Sé que sucedió a principios de 1994, pero no recuerdo el mes, aunque
debió haber sido hacia el final del invierno. Lo digo porque vestía abrigos
ligeros (aunque yo siempre visto abrigos ligeros, incluso cuando la temperatura
esté bien bajo cero).
Evgueni Evtushenko vino a Cincinnati a presentar su filme Stalin’s Funeral y a ofrecer una lectura
de poemas en una librería local. Cuando me enteré de la noticia, apenas un par
de días antes, se lo comuniqué a mi amigo, el escritor Rogelio Llopis, quien se
entusiasmó y me conminó: “Tenemos que ir y hablar con él”. Yo pensé en
preguntar: “Por qué”, pero decidí evitarme una larga respuesta de Llopis.
El viernes al anochecer llegamos impuntuales a Joseph-Beth Booksellers,
una excelente librería similar a Barnes and Noble, pero con una gran cantidad
de actividades culturales y una selección de textos en la cual predomina lo
literario (lo sorprendente es que aún está abierta). Como me temía, aquello
estaba repleto, veíamos a Evtushenko de lejos.
Si como propone Tolstoi en La
guerra y la paz, el alma rusa surge de la colisión entre el pensar europeo
y el instinto del campesino asiático, entonces Evtushenko era un hombre salido
de las páginas del gran novelista. Culto y occidentalizado, cuando lee sus
poemas los dramatiza de manera histriónica y atractiva. Varía las cadencias,
altera el tono de la voz, gesticula. Es más que un juglar y se convierte en un
espectáculo. Es uno de los pocos poetas que he preferido oír que leer.
Esa noche leyó un poema que yo no conocía y que me dejó impresionado y
conmovido. Era un largo poema reciente titulado en inglés “Goodbye Our Red
Flag”. Cuando terminó la lectura, se formó la cola para que firmara los libros
que los asistentes habían comprado. Era interminable. Llopis me dijo: “Vamos a
hablar con él”. “Cómo nos le colamos”, le pregunté. “Le decimos que somos
amigos de Padilla”.
Evtushenko vivió en Cuba a principios de los sesenta, allá, junto con
Pineda Barnet, nos propinó el guion de ese espanto que se titula Soy Cuba, un filme dirigido por un ruso
(Mijail Kalatozov) y actuada por cubanos (Sergio Corrieri, Salvador Wood, Raúl
García y Luisa María Jiménez, entre otros) que hablan y se mueven como si
estuvieran en una estepa siberiana. Allí conoció a la élite intelectual del momento
y estableció una buena relación con Heberto Padilla, de poeta a poeta. La
poesía de ambos tiene muchos puntos de contacto, sobre todo en una parte de la
temática que las inspira.
Ya solo quedábamos, ante la mesa desde la cual había hecho su lectura,
Llopis, Evtushenko, yo y una joven amante de la poesía y la literatura que
actuaba como su cicerone. En cuanto escuchó el nombre de Padilla saltó y en un
excelente español nos preguntó por él, a quien hacía rato no veía y echándose
la culpa de haberse descuidado en la relación. De ahí pasó a preguntar por
varios escritores cubanos y luego nos dijo que venía de México, donde había
visto a García Márquez y le había insistido que tena que acabar su silencio
sobre Cuba y denunciar todo lo que sabía.

*Registros de identificación de ubicaciones*
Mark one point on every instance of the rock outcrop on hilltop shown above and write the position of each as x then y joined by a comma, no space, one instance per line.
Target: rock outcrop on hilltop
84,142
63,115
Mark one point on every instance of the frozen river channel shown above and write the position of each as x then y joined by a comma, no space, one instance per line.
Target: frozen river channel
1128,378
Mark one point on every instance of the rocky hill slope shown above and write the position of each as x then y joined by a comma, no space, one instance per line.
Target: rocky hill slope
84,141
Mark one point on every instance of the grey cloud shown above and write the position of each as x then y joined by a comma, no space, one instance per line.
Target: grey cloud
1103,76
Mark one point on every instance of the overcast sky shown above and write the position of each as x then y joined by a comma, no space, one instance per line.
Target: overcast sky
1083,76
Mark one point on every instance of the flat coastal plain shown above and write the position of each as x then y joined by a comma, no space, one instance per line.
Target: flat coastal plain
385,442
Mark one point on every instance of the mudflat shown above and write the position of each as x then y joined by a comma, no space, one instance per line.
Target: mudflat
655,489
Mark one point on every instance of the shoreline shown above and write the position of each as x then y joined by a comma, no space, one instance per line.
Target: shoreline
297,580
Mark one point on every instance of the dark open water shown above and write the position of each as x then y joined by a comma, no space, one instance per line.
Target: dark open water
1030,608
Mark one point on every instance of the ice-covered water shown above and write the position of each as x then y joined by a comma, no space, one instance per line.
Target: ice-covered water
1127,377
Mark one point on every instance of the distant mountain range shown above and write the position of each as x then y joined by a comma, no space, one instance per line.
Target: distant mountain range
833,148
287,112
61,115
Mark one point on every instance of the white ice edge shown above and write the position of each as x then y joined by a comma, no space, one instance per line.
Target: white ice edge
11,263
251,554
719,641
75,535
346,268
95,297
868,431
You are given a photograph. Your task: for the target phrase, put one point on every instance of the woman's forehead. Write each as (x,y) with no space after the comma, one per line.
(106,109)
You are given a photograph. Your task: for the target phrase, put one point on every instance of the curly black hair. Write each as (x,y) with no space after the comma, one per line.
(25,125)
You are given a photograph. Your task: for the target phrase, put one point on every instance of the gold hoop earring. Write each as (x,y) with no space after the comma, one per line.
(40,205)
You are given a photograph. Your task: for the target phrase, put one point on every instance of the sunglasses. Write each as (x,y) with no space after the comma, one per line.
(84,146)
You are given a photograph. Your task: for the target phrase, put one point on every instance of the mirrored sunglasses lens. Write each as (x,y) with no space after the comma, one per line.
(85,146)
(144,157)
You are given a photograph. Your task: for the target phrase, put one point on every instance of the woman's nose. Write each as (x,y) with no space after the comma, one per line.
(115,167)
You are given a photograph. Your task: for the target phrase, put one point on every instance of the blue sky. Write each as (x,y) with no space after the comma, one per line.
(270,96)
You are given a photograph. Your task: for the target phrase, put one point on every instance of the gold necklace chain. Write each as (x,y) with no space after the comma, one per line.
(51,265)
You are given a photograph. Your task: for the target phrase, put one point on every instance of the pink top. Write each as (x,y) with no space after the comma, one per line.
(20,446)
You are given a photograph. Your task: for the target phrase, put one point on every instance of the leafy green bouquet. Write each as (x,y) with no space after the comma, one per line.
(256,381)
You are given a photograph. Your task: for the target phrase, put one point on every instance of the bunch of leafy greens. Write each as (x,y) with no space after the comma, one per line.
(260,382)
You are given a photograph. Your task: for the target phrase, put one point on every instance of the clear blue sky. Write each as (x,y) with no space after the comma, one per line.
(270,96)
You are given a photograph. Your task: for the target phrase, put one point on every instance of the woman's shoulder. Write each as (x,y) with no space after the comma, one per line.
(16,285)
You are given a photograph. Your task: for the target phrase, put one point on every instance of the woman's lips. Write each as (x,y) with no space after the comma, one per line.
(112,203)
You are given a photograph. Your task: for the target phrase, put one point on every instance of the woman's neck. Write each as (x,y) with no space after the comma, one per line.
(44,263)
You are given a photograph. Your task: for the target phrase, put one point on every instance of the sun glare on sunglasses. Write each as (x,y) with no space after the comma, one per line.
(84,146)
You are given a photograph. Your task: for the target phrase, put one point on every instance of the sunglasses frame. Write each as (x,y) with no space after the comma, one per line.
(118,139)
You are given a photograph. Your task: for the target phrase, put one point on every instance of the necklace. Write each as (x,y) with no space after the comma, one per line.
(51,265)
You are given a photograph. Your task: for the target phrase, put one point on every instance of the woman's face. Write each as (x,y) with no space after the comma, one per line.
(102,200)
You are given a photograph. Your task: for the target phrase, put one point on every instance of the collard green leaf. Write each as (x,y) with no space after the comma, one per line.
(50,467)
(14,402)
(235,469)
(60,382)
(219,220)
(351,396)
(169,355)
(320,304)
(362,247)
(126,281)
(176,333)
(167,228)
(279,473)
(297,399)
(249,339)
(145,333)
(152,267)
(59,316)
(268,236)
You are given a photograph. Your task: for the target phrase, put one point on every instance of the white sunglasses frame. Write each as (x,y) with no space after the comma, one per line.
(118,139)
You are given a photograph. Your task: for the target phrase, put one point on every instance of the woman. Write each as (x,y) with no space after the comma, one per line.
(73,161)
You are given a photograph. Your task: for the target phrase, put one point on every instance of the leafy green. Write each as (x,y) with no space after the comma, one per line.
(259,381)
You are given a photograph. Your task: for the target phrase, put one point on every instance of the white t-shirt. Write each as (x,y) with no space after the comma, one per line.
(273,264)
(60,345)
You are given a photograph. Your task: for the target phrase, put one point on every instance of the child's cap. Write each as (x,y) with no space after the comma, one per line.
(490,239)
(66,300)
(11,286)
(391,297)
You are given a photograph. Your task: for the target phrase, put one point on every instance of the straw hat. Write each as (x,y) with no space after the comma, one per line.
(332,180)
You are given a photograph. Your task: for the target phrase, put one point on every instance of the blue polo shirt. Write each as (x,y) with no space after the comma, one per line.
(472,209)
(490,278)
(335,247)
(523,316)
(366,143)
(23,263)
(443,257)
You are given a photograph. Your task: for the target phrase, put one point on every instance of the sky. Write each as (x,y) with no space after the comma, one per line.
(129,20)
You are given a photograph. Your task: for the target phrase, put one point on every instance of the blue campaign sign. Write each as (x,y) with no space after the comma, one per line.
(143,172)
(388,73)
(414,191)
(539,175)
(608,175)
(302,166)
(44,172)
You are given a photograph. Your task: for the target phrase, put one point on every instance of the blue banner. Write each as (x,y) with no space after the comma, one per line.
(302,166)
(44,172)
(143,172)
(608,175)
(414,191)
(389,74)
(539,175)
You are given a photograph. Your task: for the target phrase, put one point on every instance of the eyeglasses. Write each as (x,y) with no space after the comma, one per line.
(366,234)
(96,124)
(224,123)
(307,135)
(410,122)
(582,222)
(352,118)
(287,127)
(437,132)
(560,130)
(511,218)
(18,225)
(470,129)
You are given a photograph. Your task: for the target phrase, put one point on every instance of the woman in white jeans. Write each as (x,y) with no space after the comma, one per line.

*Qué harás*
(1) Transcribe del texto sobre Evtushenko el fragmento que va de "Sé que sucedió" a "bien bajo cero).".
(2) Según el texto sobre Evtushenko, ¿por qué cree quien narra que los hechos debieron ocurrir hacia el final del invierno? Responde en una a tres oraciones.

*Resultados del ejercicio*
(1)
Sé que sucedió a principios de 1994, pero no recuerdo el mes, aunque
debió haber sido hacia el final del invierno. Lo digo porque vestía abrigos
ligeros (aunque yo siempre visto abrigos ligeros, incluso cuando la temperatura
esté bien bajo cero).

(2) Lo deduce porque en ese momento vestía abrigos ligeros. Aun así, aclara que siempre viste abrigos ligeros, incluso cuando la temperatura está bien bajo cero.